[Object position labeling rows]

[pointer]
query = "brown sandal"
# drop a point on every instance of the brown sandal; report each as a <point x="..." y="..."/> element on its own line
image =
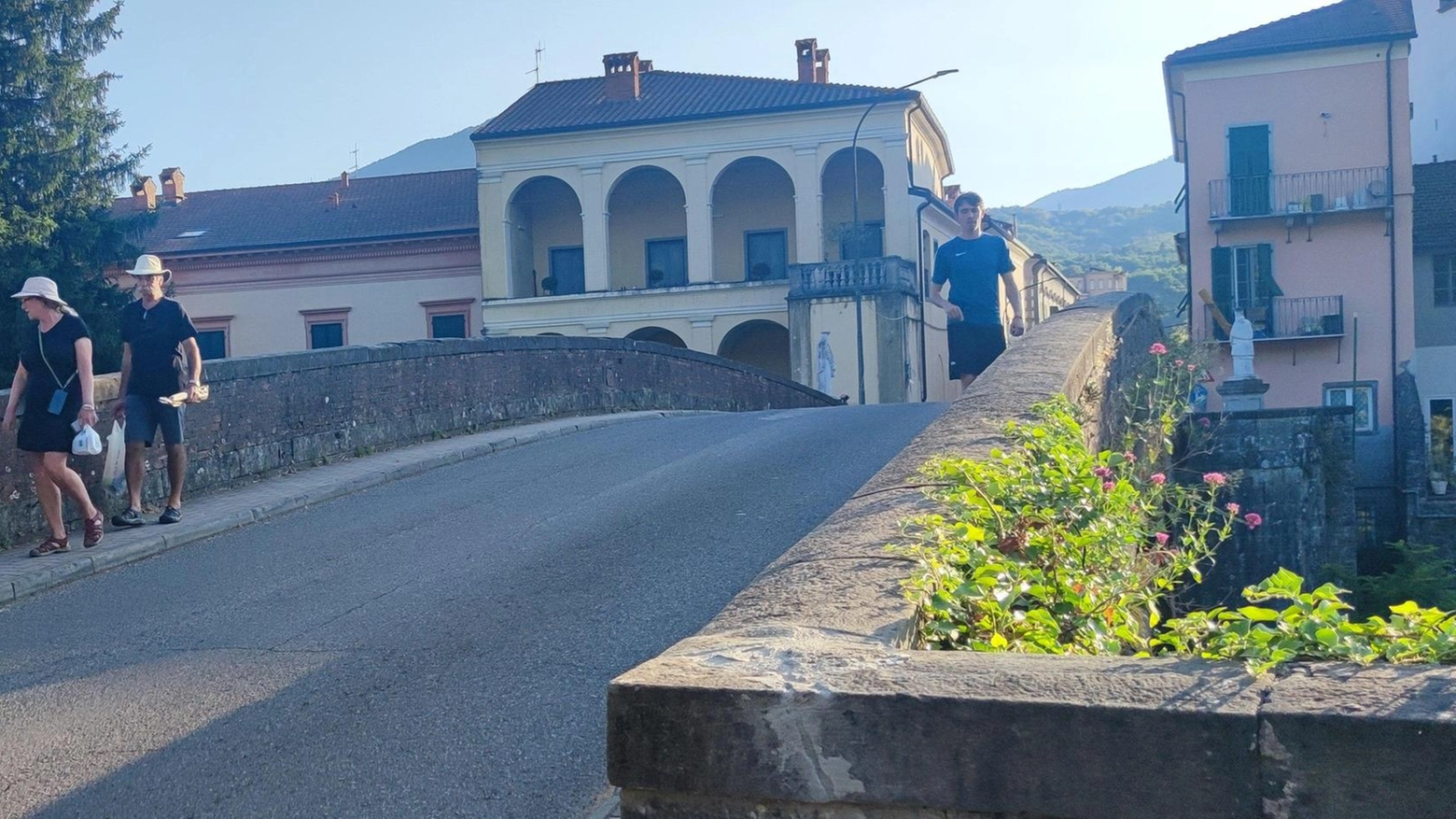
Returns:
<point x="49" y="546"/>
<point x="93" y="530"/>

● What is required:
Convert every line of the rows above into a numbered list, skipping blank lines and leaving out the pictures.

● Exercise output:
1. [pointer]
2. query = "brown sandal"
3. # drop a point on every instance of the brown sandal; report each as a <point x="..." y="..."/> element on its own line
4. image =
5. Returns:
6. <point x="49" y="546"/>
7. <point x="93" y="530"/>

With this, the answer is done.